*Work required:*
Exactly the lines from the line with "output: one SVG" through the final line of the records below, both ends included, are to be set down. Do not include pictures.

Data items:
++++++++++
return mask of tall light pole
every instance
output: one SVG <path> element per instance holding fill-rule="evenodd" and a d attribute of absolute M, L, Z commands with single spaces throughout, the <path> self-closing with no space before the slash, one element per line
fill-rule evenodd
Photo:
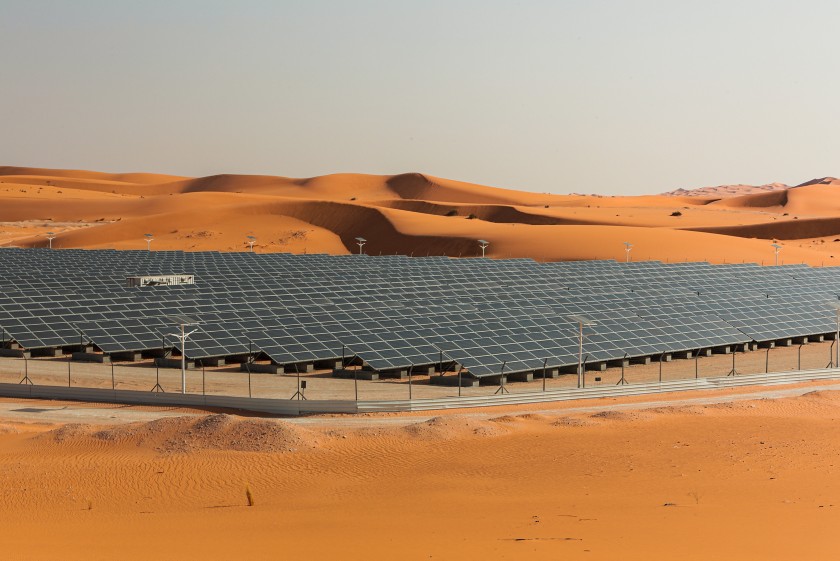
++++++++++
*Task response:*
output: one SVG <path> element per instance holding fill-rule="evenodd" and a d attribute of absolute M, L, Z commands with single spaces throughout, the <path> self-closing with no space before the slash, one element per line
fill-rule evenodd
Photo:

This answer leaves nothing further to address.